- **Stated exercise**: Could you reproduce word for word the lines beginning with the one that contains "Might you point out the bottom" and continuing through the one that contains "(1004, 501)", including both of those lines?

------------

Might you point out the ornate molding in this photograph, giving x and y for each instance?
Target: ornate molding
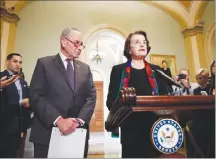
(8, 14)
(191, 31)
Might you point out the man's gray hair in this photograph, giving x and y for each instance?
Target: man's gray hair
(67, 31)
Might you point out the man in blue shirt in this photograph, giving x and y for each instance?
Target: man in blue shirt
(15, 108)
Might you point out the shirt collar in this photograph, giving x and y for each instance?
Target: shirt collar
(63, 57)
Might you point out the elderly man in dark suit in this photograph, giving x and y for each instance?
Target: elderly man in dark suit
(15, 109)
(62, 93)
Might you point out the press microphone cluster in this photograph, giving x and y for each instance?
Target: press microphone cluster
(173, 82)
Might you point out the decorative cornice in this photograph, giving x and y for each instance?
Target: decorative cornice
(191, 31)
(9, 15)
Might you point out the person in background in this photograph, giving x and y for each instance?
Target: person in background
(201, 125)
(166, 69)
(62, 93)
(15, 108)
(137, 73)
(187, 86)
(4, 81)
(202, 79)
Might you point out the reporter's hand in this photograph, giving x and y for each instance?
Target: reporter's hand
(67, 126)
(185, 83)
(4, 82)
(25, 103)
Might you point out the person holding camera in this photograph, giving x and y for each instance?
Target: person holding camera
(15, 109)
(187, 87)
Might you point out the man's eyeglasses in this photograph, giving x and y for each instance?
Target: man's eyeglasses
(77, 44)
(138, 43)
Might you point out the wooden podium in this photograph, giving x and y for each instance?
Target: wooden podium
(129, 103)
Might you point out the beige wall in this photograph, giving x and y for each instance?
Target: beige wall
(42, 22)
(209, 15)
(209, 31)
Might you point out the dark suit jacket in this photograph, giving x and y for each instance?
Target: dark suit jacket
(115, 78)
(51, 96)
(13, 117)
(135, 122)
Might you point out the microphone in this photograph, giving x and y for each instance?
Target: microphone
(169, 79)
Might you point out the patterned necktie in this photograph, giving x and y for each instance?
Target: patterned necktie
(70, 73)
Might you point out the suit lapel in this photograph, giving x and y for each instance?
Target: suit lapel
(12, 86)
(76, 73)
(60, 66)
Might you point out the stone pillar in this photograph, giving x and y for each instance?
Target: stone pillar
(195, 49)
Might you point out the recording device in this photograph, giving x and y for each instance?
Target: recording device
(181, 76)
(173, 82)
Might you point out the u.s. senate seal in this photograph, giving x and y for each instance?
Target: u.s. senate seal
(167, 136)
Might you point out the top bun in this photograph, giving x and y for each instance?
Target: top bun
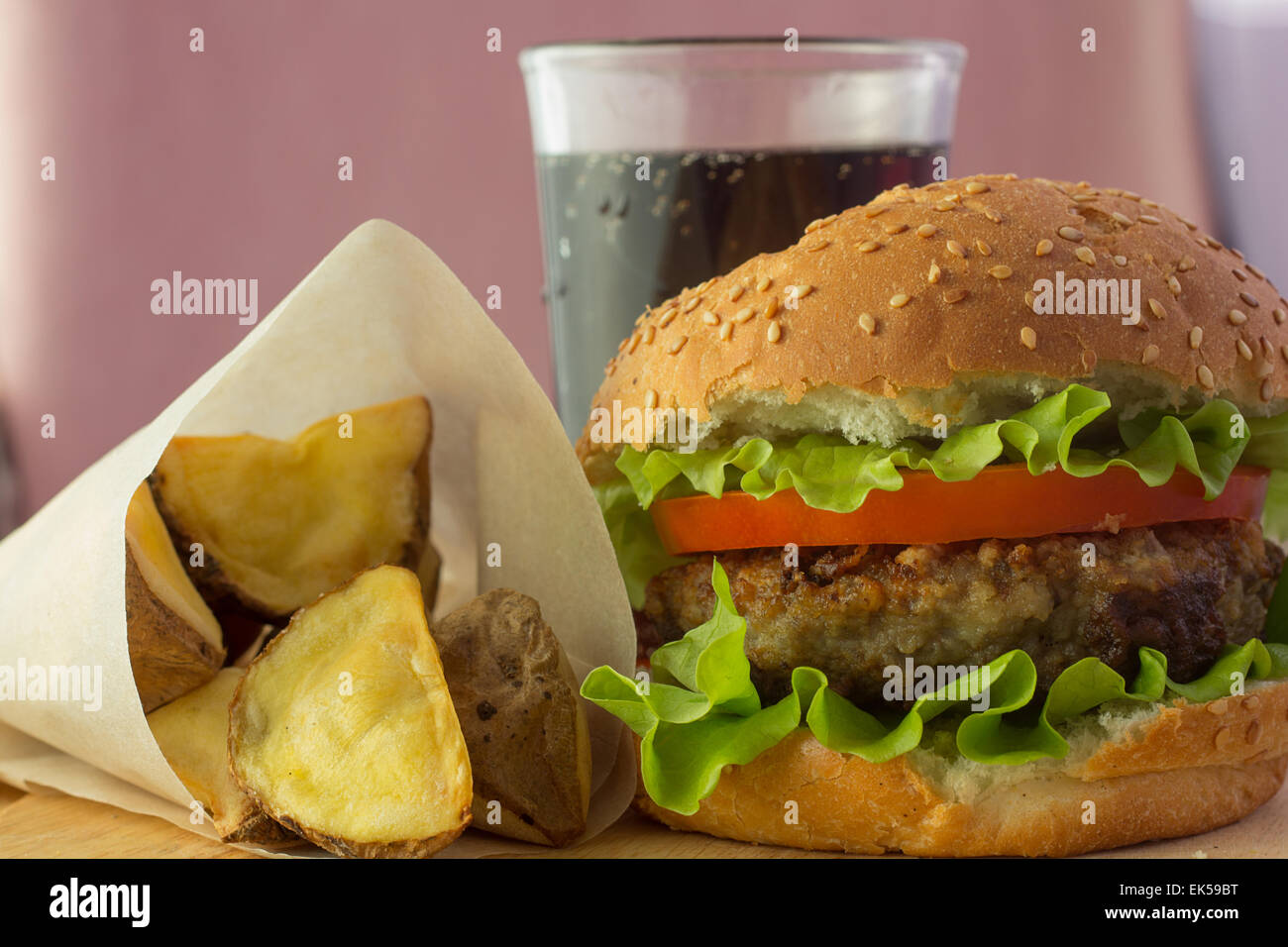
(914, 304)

------------

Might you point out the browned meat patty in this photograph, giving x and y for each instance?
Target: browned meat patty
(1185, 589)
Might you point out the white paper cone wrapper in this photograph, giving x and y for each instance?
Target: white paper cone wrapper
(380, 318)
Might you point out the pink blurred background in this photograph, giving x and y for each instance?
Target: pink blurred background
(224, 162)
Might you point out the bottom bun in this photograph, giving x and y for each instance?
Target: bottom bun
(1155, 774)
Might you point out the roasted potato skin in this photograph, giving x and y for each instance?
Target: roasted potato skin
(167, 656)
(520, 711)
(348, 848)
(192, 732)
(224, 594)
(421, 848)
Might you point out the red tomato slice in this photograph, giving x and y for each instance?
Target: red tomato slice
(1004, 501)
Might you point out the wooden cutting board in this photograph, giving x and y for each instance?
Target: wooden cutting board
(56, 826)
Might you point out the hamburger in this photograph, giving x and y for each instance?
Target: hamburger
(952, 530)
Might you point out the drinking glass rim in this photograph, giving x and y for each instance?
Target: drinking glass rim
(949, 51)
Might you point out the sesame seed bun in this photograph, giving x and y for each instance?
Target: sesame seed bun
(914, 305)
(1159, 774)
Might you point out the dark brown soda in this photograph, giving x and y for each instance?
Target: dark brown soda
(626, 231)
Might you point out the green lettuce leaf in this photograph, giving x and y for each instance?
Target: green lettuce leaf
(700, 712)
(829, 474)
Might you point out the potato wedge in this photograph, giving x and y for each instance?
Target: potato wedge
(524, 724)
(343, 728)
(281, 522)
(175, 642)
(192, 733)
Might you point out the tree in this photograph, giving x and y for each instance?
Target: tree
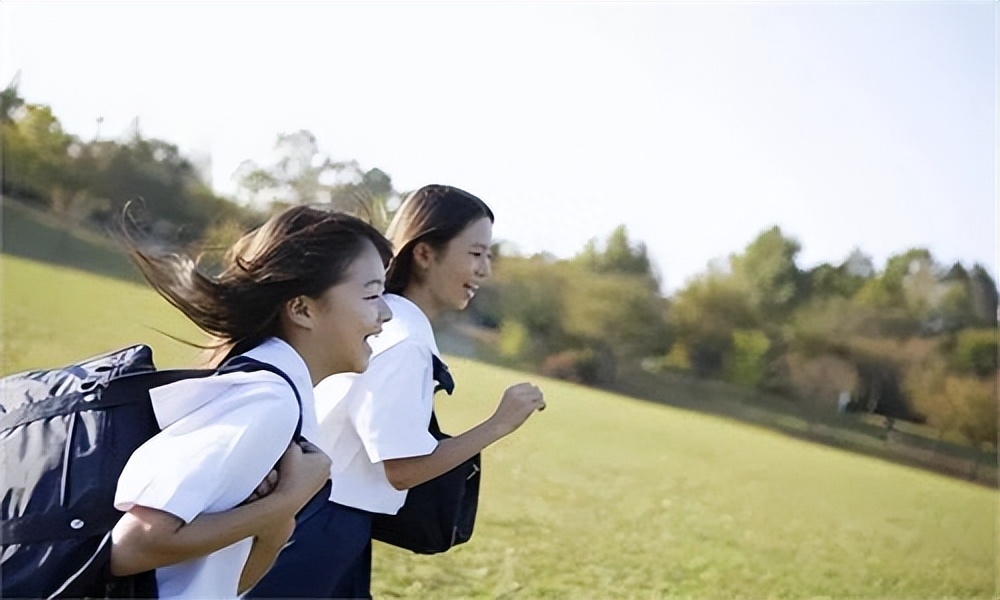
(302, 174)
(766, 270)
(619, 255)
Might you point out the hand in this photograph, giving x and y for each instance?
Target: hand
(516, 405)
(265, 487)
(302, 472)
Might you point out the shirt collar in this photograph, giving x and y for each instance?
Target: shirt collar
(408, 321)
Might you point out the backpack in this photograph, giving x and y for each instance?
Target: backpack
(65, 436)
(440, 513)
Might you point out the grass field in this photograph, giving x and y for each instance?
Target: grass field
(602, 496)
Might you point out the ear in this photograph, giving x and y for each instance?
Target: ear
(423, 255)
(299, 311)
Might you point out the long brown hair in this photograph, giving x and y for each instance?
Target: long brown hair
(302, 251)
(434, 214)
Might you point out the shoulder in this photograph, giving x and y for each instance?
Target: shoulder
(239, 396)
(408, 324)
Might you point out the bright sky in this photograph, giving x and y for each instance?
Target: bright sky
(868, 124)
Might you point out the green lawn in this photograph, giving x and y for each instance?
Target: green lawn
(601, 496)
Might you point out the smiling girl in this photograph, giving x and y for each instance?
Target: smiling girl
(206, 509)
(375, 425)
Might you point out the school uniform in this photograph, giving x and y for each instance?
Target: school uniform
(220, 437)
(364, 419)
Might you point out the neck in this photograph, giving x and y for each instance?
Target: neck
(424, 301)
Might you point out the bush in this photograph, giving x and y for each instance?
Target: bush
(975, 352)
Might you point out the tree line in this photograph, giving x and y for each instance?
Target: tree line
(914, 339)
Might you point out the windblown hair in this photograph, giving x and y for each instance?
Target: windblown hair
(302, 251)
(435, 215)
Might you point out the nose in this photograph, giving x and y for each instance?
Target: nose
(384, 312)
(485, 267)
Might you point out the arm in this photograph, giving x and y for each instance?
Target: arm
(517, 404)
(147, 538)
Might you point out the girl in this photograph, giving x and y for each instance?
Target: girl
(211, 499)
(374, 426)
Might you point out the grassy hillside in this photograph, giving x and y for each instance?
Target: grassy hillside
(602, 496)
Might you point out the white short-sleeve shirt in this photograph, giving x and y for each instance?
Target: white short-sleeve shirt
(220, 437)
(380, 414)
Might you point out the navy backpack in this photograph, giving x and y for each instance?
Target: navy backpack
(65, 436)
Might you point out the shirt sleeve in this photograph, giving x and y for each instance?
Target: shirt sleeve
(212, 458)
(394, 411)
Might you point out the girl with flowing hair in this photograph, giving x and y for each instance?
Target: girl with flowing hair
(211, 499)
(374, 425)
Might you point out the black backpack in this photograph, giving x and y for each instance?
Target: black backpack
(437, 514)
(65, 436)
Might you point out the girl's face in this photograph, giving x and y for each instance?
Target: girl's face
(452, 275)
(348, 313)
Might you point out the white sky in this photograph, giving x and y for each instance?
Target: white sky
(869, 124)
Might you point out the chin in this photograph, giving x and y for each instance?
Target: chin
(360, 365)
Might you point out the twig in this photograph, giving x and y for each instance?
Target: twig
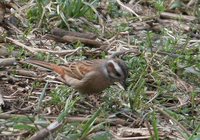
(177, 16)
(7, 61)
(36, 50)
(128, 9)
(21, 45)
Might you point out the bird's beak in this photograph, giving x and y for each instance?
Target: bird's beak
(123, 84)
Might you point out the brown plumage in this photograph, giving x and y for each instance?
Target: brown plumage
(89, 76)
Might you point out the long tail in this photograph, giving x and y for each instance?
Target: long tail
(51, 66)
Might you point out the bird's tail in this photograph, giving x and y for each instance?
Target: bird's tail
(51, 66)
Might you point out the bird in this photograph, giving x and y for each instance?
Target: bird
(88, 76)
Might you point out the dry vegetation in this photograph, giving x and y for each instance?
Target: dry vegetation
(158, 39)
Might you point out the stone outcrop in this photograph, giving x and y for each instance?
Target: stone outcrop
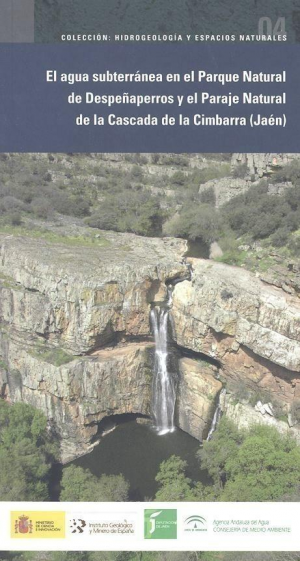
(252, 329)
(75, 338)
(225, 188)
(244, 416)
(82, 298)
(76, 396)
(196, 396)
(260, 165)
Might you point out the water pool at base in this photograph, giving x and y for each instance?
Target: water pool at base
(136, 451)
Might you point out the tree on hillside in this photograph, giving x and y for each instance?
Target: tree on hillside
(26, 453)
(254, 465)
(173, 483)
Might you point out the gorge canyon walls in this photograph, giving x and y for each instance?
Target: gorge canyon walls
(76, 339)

------------

- **Correct result**:
Might you point out the bottom bun in this photograph, giving x and y for each instance?
Target: bottom bun
(1155, 774)
Might you point out the roasted potato skin in this photograph, giving x and y for each instance?
Target: roasted potato skin
(167, 656)
(520, 711)
(348, 848)
(192, 732)
(224, 594)
(421, 848)
Might you point out the red tomato slice in this photograph, giving x and y for each instance?
Target: red tomato slice
(1004, 501)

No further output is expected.